> OBIETTIVO A
Elenca tutte le figure retoriche nominate nel brano sulla diafora, anche quelle indicate solo da un aggettivo.
> OBIETTIVO B
Rispondi in breve, basandoti sul brano sulla diafora:
(i) Chi pronuncia il prologo dell'Aminta?
(ii) In quale opera Manzoni ripete «Don Rodrigo» nella stessa frase?
(iii) Di quale figura la aequivocatio è un caso estremo?
> OBIETTIVO C
Ricopia il brano sulla diafora a partire da "Nel primo caso, la" e fino a "casi come questi?".

Queste ultime ridiventano accettabili se consideriamo sottinteso (ma è molto meglio esplicitarlo) il soggetto noi, secondo la costruzione tradizionalmente letteraria e oggi toscana: “Noi si deve controllare i bambini”, “Noi non si poteva più guardare i film”.
Fabio Ruggiano
QUESITO:
Vi scrivo per risolvere un dubbio di retorica relativo in particolare a due casi in cui la ripetizione di una parola si carica di un significato diverso tra un’occorrenza e l’altra. Cito dal prologo dell’Aminta, pronunciato da Amore: “questo io so certo almen, che i baci miei / saran sempre più cari a le fanciulle, / se io, che son l’Amor, d’amor m’intendo”; e “e se mia madre, / che si sdegna vedermi errar fra’ boschi, / ciò non conosce, è cieca ella, e non io, / cui cieco a torto il cieco vulgo appella”.
Nel primo caso, la ripetizione di amore, prima come nome proprio, poi come nome comune, oltre alla variazione poliptotica, è corretto parlare di aequivocatio? Oppure quale altra figura retorica potrebbe descrivere adeguatamente l’artificio? Nel secondo caso invece, in cui si passa dall’uso proprio a quello figurato dell’aggettivo cieco, quale figura viene utilizzata?
Potrebbe essere appropriato parlare di diafora in casi come questi?
RISPOSTA:
I due casi sono riconducibili alla stessa figura, la diafora, ovvero la ripetizione dello stesso termine a breve distanza con un significato diverso. Lo scarto tra il nome proprio e il nome comune ricorda l’uso che della figura fa Manzoni nei Promessi sposi: “La mattina seguente Don Rodrigo si destò Don Rodrigo”, in cui il secondo Don Rodrigo funge più da sintagma nominale comune che da nome proprio e si interpreta come ‘la solita persona’, ‘la persona che era sempre stata’. Nel secondo caso, il significato dell’aggettivo passa da quello figurato (cieca) a quello proprio (cieco detto di Amore) nuovamente a quello figurato (cieco detto del popolo).
La aequivocatio è un caso estremo di paronomasia, nel quale due parole omografe sono usate nella stessa frase, ad esempio: “L’uomo è solito amare le cose amare”, o “Salutare le persone cordialmente è salutare (‘giovevole alla salute’)”.

> VOCI ESTRATTE
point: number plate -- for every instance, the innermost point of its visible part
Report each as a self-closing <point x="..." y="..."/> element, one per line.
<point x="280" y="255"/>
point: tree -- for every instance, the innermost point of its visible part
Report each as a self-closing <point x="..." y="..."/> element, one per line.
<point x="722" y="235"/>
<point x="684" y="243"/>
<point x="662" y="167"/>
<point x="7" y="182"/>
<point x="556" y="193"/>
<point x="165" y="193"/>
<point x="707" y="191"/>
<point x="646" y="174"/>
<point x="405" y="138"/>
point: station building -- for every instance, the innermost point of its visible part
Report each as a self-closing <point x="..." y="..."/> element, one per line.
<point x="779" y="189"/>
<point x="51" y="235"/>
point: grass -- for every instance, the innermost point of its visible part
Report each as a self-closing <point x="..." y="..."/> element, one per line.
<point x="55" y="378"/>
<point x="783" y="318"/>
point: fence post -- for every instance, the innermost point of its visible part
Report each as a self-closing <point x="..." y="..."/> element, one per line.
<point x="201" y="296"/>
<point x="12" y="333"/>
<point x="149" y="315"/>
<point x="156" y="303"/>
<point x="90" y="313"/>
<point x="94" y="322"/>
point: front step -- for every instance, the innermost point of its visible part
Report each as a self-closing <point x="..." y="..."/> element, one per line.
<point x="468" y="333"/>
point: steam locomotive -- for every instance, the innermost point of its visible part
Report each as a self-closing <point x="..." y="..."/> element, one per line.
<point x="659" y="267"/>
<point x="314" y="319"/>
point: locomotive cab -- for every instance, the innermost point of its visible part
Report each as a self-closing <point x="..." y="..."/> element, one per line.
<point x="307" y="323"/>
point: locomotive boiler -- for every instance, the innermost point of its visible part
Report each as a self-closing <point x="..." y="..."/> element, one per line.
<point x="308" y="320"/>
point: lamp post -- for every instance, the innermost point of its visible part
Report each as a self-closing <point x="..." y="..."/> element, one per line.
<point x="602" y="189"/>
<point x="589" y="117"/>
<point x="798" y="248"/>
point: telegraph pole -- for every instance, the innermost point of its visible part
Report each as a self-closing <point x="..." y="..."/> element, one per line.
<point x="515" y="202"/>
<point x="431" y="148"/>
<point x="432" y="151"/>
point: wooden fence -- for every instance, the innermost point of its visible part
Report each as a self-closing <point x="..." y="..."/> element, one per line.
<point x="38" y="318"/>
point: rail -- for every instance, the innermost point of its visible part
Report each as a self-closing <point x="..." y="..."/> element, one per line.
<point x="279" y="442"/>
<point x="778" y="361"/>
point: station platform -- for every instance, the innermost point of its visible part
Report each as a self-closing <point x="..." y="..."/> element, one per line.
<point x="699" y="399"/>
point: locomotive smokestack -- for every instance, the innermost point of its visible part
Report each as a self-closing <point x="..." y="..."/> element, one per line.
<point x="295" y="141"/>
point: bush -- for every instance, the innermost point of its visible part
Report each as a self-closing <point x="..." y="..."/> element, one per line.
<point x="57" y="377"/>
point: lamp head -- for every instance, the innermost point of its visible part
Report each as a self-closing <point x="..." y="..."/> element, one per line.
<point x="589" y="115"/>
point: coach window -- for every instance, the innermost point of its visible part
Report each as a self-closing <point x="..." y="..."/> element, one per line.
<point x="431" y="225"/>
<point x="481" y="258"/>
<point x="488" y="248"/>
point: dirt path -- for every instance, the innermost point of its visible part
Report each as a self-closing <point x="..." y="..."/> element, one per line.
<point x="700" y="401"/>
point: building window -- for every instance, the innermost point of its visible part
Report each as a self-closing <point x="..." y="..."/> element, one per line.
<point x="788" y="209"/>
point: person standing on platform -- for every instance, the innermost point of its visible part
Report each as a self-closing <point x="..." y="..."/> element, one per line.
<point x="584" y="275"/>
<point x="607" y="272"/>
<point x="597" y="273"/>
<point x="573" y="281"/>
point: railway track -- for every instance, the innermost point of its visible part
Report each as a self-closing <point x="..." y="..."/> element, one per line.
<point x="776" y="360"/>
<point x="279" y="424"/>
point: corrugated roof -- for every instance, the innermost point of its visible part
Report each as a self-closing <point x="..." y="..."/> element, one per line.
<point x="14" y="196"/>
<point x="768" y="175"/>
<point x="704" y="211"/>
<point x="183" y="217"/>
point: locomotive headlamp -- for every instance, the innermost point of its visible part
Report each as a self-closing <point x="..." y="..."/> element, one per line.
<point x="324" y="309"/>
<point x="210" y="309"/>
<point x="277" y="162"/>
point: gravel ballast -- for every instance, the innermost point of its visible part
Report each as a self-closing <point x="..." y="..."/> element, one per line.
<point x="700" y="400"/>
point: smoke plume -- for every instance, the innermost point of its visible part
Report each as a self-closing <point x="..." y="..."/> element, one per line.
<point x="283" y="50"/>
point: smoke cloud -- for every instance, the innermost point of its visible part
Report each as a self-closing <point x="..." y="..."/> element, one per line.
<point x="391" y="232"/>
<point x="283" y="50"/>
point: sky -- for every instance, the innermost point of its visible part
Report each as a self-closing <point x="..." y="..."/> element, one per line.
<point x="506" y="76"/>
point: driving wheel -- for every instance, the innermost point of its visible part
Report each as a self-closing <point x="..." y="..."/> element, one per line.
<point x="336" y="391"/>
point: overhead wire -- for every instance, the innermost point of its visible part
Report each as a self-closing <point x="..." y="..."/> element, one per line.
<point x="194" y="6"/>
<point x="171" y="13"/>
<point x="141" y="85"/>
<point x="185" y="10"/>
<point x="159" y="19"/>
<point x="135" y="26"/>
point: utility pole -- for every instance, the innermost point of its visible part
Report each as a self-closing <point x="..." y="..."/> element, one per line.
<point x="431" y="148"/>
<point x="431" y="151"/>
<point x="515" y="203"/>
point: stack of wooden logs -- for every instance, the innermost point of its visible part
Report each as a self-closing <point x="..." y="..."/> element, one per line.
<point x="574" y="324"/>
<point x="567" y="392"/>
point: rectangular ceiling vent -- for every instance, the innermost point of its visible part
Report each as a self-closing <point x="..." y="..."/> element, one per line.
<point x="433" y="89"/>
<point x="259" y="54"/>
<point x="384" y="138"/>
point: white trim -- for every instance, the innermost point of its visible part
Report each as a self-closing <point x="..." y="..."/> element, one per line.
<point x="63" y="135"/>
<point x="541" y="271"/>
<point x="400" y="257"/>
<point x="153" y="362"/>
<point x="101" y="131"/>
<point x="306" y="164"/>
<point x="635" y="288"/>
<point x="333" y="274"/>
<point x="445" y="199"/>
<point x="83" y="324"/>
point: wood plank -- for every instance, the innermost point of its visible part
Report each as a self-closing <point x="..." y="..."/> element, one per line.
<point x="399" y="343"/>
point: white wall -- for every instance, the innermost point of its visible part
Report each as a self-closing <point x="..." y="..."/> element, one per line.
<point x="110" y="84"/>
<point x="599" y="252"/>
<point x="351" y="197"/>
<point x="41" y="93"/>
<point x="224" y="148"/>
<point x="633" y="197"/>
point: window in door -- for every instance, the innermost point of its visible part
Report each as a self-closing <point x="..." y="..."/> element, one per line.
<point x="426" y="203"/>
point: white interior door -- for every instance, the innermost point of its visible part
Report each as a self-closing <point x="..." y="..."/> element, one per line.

> SOLUZIONE SVOLTA A
aequivocatio; diafora; paronomasia; poliptoto (come «variazione poliptotica»)

> SOLUZIONE SVOLTA B
(i) Amore.
(ii) Nei Promessi sposi.
(iii) Della paronomasia.

> SOLUZIONE SVOLTA C
Nel primo caso, la ripetizione di amore, prima come nome proprio, poi come nome comune, oltre alla variazione poliptotica, è corretto parlare di aequivocatio? Oppure quale altra figura retorica potrebbe descrivere adeguatamente l’artificio? Nel secondo caso invece, in cui si passa dall’uso proprio a quello figurato dell’aggettivo cieco, quale figura viene utilizzata?
Potrebbe essere appropriato parlare di diafora in casi come questi?